**Görevler**:
**A)** Aşağıdaki sayfa metnine göre şu ifadelerin her biri için evet ya da hayır deyin ve kararı belirleyen sözleri metinden birebir alıntılayın: (i) Yazar daha önce, çarşamba günü ödül almanın tehlikeli bir iş olduğunu söylemişti. (ii) Yazar, ödül ile hediye arasındaki farkı bu yazıda açıklıyor. (iii) 2015 Nobel Kimya Ödülü'nü Prof. Dr. Aziz Sancar almıştır.
**B)** Sayfa metninde "Hatırlayalım..." sözlerinden "durum inşa etti." sözlerine kadar olan kısmı hiç değiştirmeden geri verin.

**Sayfa metni**:
++++++++++
Çarşamba günü ödül almak da vermek de tehlikeli bir iştir
demiştim. Bazı okuyucularımız nasıl yani diye soruyor.
(Bunu nasıl söylersiniz hediye almak sünnettir diyenler de oldu.
Ödül ile hediye arasındaki farka dair bir ara yazarım belki.)
“Nasıl yani”nin en güzel, en teferruatlı en can alıcı izahı 2016
Nobel Edebiyat Ödülü'nde gizli.
Hatırlayalım...
2015 Nobel Kimya Ödülünü alan Prof. Dr. Aziz Sancar'ın başarısı
hepimize iyi geldi lakin Nobel Edebiyat Ödülü, zenginin malı
züğürdün çenesini yorar bir durum inşa etti.
Neden?
++++++++++
**Kayıtlı bilgiler**:
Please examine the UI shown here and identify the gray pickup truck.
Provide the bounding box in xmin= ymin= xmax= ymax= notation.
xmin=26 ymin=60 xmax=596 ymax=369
++++++++++
**Görev sonuçları**:
**A)**
(i) Evet: "Çarşamba günü ödül almak da vermek de tehlikeli bir iştir demiştim."
(ii) Hayır: "Ödül ile hediye arasındaki farka dair bir ara yazarım belki."
(iii) Evet: "2015 Nobel Kimya Ödülünü alan Prof. Dr. Aziz Sancar'ın başarısı"

**B)**
Hatırlayalım...
2015 Nobel Kimya Ödülünü alan Prof. Dr. Aziz Sancar'ın başarısı
hepimize iyi geldi lakin Nobel Edebiyat Ödülü, zenginin malı
züğürdün çenesini yorar bir durum inşa etti.